__Aim of the exercise__:
If a line of the data below holds the word "blue", list it.

Photo-based referring expression data
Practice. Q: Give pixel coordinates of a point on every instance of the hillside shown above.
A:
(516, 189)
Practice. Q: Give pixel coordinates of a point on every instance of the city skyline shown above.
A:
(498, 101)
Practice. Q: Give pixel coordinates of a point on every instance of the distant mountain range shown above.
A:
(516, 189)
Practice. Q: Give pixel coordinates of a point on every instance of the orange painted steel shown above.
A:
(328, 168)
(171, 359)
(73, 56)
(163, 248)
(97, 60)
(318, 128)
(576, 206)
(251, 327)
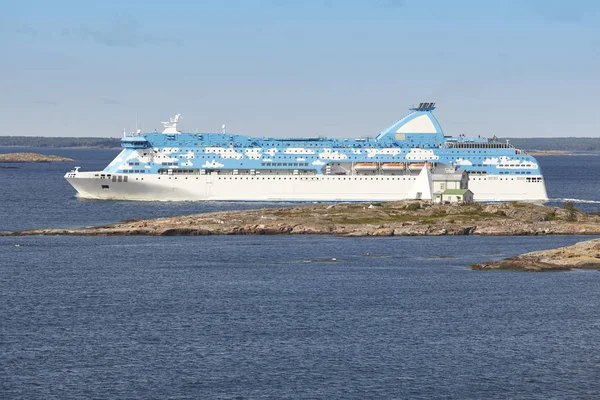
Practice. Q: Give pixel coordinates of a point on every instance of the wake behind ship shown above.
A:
(411, 159)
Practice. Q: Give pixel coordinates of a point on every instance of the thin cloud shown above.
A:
(27, 31)
(110, 101)
(52, 103)
(123, 31)
(563, 11)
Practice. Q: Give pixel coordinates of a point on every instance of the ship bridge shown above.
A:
(134, 142)
(419, 127)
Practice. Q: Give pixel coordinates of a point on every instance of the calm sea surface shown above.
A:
(274, 317)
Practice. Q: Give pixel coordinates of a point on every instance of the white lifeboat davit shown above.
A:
(365, 166)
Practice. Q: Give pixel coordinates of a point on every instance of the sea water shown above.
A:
(282, 316)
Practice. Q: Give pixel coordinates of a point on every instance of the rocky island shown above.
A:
(582, 255)
(31, 157)
(402, 218)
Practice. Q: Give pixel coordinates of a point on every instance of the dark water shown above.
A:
(249, 317)
(253, 317)
(36, 195)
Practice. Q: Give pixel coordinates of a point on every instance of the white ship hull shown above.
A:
(151, 187)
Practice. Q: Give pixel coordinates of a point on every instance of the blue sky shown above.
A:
(299, 68)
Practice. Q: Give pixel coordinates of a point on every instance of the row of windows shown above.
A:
(301, 178)
(284, 164)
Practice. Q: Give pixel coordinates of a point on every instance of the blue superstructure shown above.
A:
(411, 159)
(418, 137)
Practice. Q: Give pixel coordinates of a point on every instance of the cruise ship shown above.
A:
(393, 165)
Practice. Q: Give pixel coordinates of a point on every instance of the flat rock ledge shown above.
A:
(582, 255)
(31, 157)
(402, 218)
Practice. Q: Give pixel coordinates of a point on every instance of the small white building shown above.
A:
(455, 196)
(450, 185)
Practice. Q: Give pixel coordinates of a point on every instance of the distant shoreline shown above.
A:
(560, 153)
(401, 218)
(31, 158)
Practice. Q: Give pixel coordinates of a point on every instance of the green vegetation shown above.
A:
(571, 211)
(38, 141)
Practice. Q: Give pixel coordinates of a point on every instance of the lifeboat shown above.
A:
(365, 166)
(415, 166)
(393, 166)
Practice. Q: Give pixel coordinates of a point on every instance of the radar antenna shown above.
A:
(171, 126)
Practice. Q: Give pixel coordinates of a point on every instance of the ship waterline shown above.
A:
(398, 164)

__Response to this task__:
Practice. Q: Give pixel coordinates of a point on every instance of the blue sky shown above.
Practice. Q: Give pixel coordinates of a point on every instance of the blue superstructure shown above.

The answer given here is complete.